Exercise data:
══════════

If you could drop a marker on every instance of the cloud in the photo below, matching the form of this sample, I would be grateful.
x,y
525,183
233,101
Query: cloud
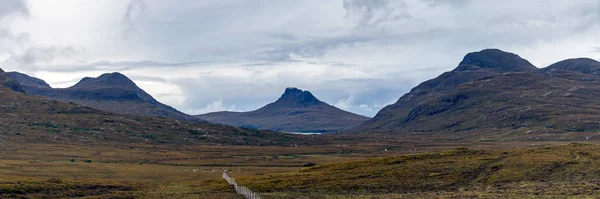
x,y
358,54
13,6
213,107
135,9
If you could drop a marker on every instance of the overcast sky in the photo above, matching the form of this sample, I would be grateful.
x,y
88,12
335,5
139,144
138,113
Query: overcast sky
x,y
359,55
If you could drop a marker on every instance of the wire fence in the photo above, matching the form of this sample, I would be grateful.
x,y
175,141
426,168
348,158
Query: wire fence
x,y
241,189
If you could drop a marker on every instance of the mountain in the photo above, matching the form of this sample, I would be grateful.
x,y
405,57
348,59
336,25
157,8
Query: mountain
x,y
494,91
8,82
34,119
112,92
295,111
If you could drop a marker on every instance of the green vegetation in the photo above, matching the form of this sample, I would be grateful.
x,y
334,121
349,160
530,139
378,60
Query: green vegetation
x,y
567,170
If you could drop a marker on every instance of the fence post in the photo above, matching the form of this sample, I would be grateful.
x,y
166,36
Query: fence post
x,y
242,190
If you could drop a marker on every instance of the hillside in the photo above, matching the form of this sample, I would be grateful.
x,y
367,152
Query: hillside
x,y
495,91
31,119
111,92
559,171
294,111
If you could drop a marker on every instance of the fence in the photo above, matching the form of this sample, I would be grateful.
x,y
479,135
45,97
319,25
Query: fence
x,y
241,189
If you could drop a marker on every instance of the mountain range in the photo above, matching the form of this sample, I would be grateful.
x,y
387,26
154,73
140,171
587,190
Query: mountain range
x,y
295,111
496,91
112,92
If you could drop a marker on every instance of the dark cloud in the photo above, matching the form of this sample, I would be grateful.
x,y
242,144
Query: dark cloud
x,y
362,54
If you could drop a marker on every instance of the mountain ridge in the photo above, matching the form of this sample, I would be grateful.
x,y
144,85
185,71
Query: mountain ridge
x,y
112,92
295,111
514,99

══════════

Directions: The entries above need to be repeated in full, word for word. Skip the images.

Output:
If you could drop a marker on every instance of the cloud in the photo below, matching the form of this sample, I would be grateful.
x,y
525,183
233,101
Query: cloud
x,y
358,54
13,6
213,107
135,9
If you could drop a marker on every instance of the overcast sky in the photo above, matching the form of this sample, I would be grateful.
x,y
88,12
335,5
139,144
138,113
Query: overcast sky
x,y
359,55
If you could drop a marker on every instance of the wire fence in the photo above, matching the form of this sample, I would be grateful.
x,y
175,141
426,168
348,158
Query: wire fence
x,y
241,189
If you could drop a marker on every instance of the mountain in the photo above, matching the form of this sample, I would be grateful.
x,y
405,57
348,59
336,25
157,8
Query: mountain
x,y
494,91
8,82
34,119
112,92
295,111
If you could drop a marker on every instance of the green vegetation in the photo above, matching the form of this sample, I would be grateful.
x,y
334,121
349,160
530,139
378,60
Query: green vegetation
x,y
567,170
If you could drop a marker on every instance of the fence post in the photo above, matching the form of this sample, I would be grateful.
x,y
166,36
Query: fence post
x,y
242,190
If you could drop a marker on every instance of the hillside in the photo above, matching the form of this sample, I would be grateful.
x,y
367,152
Query: hillside
x,y
495,91
31,119
111,92
559,171
294,111
If you could drop a marker on every instance of the fence in the photo above, matching the form of this sample, I would be grateful.
x,y
479,135
45,97
319,25
Query: fence
x,y
241,189
If you could drop a marker on every instance of the mountain range in the photo above, matching the form of this sample, I would be grateful.
x,y
387,26
154,73
140,171
587,190
Query: mountain range
x,y
295,111
496,91
112,92
If you could drop a marker on every instance of the dark cloud in the photo above, matching the form of this sample, I would be grateful.
x,y
242,144
Query: dark cloud
x,y
362,54
If you could drop a marker on every instance of the mountain ridge in the photo above, matching the form of this sample, I would be grateful.
x,y
144,85
185,71
Query: mountain ridge
x,y
112,92
295,111
514,99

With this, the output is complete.